= EXERCISE SET =
(a) In the article on Alzheimer's disease symptoms, what causes memory loss in Alzheimer's victims?
(b) List each area of difficulty that the Alzheimer's disease article names as a possible sign, in the early stages, that testing is warranted.
(c) Reproduce the passage of the Alzheimer's disease article from "Symptoms of Alzheimer’s" to "day and time.".

Symptoms and Tests for Alzheimer’s Disease
Every senior citizen and their close family members should know what the symptoms are for Alzheimer ‘s Disease. The disease itself is devastating to the victim and his family and the sooner the disease is diagnosed, the quicker that medications can be prescribed to slow the onslaught and buy more quality time with the person afflicted with the disease.
Symptoms of Alzheimer’s Disease include more than merely losing your car keys once in awhile or forgetting where you put your glasses. Alzheimer’s victims suffer memory loss because of destroyed brain cells, and every aspect of the person’s life may be affected, including work, socialization and unusual or bizarre behavior.
In the early stages of Alzheimer’s Disease, problems with concentration, memory and thinking clearly might signify that a test for the disease is in order. You might also notice that a person in the beginning stages needs a minimal amount of help with simple tasks and routines such as doing dishes or cooking a meal. He may get lost in areas that are familiar to him and confused about the day and time.

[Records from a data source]

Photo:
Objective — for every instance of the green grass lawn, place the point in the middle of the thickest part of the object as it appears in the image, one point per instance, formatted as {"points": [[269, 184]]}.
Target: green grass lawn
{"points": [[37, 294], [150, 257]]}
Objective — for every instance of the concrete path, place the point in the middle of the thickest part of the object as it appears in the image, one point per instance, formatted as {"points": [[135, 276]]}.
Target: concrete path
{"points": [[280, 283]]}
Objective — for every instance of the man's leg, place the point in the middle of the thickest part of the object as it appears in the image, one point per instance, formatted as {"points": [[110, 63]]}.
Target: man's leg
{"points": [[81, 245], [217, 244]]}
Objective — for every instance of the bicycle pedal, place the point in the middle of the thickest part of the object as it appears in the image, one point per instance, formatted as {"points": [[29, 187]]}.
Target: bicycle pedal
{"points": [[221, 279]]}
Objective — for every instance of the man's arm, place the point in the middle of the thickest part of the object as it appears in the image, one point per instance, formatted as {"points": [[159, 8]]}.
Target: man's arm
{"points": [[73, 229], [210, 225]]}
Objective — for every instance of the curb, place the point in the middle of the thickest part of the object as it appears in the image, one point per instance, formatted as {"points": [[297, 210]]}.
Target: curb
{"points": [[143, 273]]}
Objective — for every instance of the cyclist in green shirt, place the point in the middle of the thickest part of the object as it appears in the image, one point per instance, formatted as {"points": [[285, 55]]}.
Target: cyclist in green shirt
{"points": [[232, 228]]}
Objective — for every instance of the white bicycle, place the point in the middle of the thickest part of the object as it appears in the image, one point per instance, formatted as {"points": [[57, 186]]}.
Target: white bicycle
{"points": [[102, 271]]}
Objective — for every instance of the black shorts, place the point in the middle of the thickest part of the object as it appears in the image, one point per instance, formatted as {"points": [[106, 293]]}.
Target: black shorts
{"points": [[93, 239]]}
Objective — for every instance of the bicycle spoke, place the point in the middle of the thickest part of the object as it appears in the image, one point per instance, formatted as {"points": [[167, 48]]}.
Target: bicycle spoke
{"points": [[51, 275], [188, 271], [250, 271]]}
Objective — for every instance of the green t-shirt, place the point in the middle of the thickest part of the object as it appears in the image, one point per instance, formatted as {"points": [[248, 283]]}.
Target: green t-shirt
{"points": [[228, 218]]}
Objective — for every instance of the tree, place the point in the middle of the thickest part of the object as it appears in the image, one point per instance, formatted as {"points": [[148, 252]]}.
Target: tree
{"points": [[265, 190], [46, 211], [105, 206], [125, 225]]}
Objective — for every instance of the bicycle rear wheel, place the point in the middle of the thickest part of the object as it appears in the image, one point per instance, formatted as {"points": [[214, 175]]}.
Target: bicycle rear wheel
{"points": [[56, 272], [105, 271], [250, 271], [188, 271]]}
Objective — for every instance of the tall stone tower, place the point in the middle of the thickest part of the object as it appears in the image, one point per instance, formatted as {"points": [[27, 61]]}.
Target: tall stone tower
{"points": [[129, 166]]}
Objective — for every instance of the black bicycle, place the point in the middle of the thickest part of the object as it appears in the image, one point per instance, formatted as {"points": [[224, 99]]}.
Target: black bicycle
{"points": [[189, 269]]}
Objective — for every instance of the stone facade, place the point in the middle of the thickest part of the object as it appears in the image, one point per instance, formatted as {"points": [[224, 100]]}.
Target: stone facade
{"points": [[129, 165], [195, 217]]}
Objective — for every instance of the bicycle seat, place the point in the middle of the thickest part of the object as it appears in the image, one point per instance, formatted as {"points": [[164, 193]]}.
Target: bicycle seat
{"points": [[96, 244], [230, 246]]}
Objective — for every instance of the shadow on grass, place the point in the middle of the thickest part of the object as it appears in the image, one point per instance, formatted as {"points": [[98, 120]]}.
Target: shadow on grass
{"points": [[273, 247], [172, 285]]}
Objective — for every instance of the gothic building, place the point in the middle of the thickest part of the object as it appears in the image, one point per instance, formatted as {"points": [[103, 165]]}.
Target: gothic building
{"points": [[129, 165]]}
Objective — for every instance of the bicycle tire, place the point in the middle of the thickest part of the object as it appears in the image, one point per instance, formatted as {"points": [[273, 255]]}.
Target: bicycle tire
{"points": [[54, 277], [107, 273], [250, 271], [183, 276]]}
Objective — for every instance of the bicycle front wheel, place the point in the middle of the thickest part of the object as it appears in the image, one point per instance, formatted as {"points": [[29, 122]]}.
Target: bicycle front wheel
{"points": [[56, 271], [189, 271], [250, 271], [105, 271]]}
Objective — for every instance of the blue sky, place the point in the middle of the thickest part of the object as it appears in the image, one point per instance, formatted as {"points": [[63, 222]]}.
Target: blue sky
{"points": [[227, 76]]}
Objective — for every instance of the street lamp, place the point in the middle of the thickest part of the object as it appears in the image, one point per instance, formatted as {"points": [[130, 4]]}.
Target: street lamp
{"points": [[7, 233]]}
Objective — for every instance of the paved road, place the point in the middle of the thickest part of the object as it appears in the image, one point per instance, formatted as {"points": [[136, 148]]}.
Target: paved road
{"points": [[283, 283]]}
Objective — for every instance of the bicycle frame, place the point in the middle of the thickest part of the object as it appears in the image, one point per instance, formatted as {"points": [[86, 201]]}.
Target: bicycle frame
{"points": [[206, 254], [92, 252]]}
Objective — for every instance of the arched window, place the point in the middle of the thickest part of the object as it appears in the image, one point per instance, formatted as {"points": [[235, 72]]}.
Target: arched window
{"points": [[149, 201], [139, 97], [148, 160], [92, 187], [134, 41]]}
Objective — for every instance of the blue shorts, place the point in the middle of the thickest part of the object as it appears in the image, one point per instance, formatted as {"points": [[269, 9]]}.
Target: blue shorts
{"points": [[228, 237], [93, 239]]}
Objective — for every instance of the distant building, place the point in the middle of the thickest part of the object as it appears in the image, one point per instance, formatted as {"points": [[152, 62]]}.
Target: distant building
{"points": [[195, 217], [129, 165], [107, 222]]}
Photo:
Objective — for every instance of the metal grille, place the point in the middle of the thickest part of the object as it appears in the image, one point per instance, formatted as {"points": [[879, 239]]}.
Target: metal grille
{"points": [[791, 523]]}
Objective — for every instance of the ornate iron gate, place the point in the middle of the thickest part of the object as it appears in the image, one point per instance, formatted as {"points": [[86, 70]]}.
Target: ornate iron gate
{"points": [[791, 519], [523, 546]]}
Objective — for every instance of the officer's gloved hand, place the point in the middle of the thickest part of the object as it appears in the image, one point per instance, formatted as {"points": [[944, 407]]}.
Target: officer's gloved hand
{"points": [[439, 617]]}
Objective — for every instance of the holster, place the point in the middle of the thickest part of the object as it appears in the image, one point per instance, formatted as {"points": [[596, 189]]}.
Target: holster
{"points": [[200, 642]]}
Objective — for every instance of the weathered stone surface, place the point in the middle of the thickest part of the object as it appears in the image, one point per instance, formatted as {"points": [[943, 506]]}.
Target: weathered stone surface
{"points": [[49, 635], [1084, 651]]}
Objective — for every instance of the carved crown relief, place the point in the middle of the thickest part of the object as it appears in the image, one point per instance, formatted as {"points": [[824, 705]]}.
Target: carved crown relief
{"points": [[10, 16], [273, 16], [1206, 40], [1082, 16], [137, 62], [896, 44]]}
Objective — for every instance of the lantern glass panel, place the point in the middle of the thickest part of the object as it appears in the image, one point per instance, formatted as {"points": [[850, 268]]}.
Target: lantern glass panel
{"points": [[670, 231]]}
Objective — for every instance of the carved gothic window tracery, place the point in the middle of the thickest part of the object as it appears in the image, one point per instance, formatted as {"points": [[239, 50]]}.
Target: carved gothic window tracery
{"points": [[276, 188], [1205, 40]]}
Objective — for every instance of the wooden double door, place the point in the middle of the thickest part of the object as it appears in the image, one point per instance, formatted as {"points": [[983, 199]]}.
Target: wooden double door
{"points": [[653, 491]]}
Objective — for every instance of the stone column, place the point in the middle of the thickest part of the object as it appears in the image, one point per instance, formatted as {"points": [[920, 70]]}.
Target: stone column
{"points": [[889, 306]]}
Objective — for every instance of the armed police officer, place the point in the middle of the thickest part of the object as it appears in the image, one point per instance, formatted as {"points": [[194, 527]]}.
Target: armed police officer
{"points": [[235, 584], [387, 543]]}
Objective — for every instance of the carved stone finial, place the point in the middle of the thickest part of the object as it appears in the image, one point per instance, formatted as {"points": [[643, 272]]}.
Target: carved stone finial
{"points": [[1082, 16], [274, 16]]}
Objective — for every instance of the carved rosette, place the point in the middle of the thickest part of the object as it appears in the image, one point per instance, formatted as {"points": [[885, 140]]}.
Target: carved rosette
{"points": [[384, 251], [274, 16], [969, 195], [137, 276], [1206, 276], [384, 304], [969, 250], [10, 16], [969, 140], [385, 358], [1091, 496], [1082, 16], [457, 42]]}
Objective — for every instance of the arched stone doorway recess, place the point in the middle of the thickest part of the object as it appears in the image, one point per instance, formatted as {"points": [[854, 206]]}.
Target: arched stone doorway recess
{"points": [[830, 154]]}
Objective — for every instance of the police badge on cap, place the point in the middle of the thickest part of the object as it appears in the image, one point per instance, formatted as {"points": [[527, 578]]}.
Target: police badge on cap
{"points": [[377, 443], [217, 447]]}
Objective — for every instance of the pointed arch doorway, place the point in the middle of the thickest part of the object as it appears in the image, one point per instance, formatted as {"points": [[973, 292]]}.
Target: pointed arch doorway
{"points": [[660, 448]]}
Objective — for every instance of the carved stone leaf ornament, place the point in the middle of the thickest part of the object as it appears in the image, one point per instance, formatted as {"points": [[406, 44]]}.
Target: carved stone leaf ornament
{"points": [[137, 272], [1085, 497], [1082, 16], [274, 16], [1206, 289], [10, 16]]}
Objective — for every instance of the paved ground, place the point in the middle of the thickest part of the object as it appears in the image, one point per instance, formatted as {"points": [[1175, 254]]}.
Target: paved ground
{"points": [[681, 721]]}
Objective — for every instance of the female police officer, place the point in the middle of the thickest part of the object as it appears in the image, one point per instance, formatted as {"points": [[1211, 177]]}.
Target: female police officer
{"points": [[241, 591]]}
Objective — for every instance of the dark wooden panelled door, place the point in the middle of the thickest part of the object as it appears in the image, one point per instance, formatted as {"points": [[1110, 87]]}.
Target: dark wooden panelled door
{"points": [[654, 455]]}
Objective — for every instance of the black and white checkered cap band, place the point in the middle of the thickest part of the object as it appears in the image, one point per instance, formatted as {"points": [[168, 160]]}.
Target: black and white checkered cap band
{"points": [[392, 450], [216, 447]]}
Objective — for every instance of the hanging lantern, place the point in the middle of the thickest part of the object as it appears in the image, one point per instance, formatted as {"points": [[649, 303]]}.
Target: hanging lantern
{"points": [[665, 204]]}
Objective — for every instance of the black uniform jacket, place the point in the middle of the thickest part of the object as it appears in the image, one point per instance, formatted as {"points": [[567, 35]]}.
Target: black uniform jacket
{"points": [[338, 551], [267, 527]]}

= SOLUTIONS TO EACH TASK =
(a) Destroyed brain cells.

(b) Concentration, memory, thinking clearly

(c)
Symptoms of Alzheimer’s Disease include more than merely losing your car keys once in awhile or forgetting where you put your glasses. Alzheimer’s victims suffer memory loss because of destroyed brain cells, and every aspect of the person’s life may be affected, including work, socialization and unusual or bizarre behavior.
In the early stages of Alzheimer’s Disease, problems with concentration, memory and thinking clearly might signify that a test for the disease is in order. You might also notice that a person in the beginning stages needs a minimal amount of help with simple tasks and routines such as doing dishes or cooking a meal. He may get lost in areas that are familiar to him and confused about the day and time.